* _Written instruction a_: Render the listing lines from the line with "the green baseball" up to and including the line with "pixel 51 247" as a Markdown table with the columns Number and Listing line, omitting blank lines. Number each row.

* _Page_:

------------------------------------------------------------------------

During George III’s reign with Edmund Burke as an MP for the Whigs, the party formations mainly divided either, on the one hand, around Lord North (Tory), William Pitt the Younger (Tory) or around the Marquis of Rockingham (Whig) and Charles James Fox (Whig – although in coalition with Lord North) on the other hand. In the beginning of the 18th century the Tories were Jacobins who supported the Catholic Stuarts (Sack 1993, 4) and they were against the Whig government and the Hanoverian succession. In some cases, the Tories were even directly involved in plots working on getting the Stuarts back on the throne. Besides the Jacobite Risings in 1715 and 1745, the Attenbury Plot was the most serious Jacobite and Tory attempt to recapture the crown (lib.cam.ac.uk). Gradually, the Tories became supporters of ‘King and Church’ (Sack 1993, 4) and represented the nobilities and the Ascendency in Ireland (O’Brien 1992, 52). The Tories had in general moved from being Jacobites into being Royalist and Protestants (Sack 1993, 4).

------------------------------------------------------------------------

Pointing dataset listing:
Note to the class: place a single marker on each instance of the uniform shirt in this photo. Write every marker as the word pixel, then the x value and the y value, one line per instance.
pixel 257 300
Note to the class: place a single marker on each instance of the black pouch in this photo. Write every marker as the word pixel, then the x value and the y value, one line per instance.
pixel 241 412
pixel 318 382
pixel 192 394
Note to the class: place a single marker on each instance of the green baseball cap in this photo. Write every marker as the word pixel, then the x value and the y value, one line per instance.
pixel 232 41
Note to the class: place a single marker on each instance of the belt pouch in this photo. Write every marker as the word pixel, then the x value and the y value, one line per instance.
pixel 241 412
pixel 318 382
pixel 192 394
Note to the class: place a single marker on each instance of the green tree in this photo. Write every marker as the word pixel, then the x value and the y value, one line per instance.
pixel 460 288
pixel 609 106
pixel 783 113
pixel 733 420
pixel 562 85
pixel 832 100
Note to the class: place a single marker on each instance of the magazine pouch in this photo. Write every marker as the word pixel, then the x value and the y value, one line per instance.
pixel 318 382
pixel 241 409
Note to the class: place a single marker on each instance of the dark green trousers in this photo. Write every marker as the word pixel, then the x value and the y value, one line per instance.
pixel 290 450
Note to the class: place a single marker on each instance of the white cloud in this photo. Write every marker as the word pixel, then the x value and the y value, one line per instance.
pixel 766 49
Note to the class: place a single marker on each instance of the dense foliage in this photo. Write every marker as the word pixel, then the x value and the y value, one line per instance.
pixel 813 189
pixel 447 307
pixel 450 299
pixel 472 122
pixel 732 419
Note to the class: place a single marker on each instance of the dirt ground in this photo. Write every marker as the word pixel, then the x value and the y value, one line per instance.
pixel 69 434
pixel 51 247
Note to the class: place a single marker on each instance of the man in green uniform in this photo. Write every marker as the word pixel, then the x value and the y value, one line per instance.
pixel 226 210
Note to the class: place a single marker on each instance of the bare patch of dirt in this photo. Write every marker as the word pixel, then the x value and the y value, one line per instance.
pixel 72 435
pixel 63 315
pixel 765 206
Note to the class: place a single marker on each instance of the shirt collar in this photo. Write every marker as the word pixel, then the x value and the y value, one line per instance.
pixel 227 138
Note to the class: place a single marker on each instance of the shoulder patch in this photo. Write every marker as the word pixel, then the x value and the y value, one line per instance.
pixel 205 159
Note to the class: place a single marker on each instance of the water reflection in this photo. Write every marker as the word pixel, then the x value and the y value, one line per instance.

------------------------------------------------------------------------

* _Written instruction b_: In the passage on Tories and Whigs, which attempt besides the Jacobite Risings of 1715 and 1745 is called the most serious Jacobite and Tory attempt to recapture the crown?

* _Expected answer a_:
| Number | Listing line |
|---|---|
| 1 | Note to the class: place a single marker on each instance of the green baseball cap in this photo. Write every marker as the word pixel, then the x value and the y value, one line per instance. |
| 2 | pixel 232 41 |
| 3 | Note to the class: place a single marker on each instance of the belt pouch in this photo. Write every marker as the word pixel, then the x value and the y value, one line per instance. |
| 4 | pixel 241 412 |
| 5 | pixel 318 382 |
| 6 | pixel 192 394 |
| 7 | Note to the class: place a single marker on each instance of the green tree in this photo. Write every marker as the word pixel, then the x value and the y value, one line per instance. |
| 8 | pixel 460 288 |
| 9 | pixel 609 106 |
| 10 | pixel 783 113 |
| 11 | pixel 733 420 |
| 12 | pixel 562 85 |
| 13 | pixel 832 100 |
| 14 | Note to the class: place a single marker on each instance of the magazine pouch in this photo. Write every marker as the word pixel, then the x value and the y value, one line per instance. |
| 15 | pixel 318 382 |
| 16 | pixel 241 409 |
| 17 | Note to the class: place a single marker on each instance of the dark green trousers in this photo. Write every marker as the word pixel, then the x value and the y value, one line per instance. |
| 18 | pixel 290 450 |
| 19 | Note to the class: place a single marker on each instance of the white cloud in this photo. Write every marker as the word pixel, then the x value and the y value, one line per instance. |
| 20 | pixel 766 49 |
| 21 | Note to the class: place a single marker on each instance of the dense foliage in this photo. Write every marker as the word pixel, then the x value and the y value, one line per instance. |
| 22 | pixel 813 189 |
| 23 | pixel 447 307 |
| 24 | pixel 450 299 |
| 25 | pixel 472 122 |
| 26 | pixel 732 419 |
| 27 | Note to the class: place a single marker on each instance of the dirt ground in this photo. Write every marker as the word pixel, then the x value and the y value, one line per instance. |
| 28 | pixel 69 434 |
| 29 | pixel 51 247 |

* _Expected answer b_: The Attenbury Plot.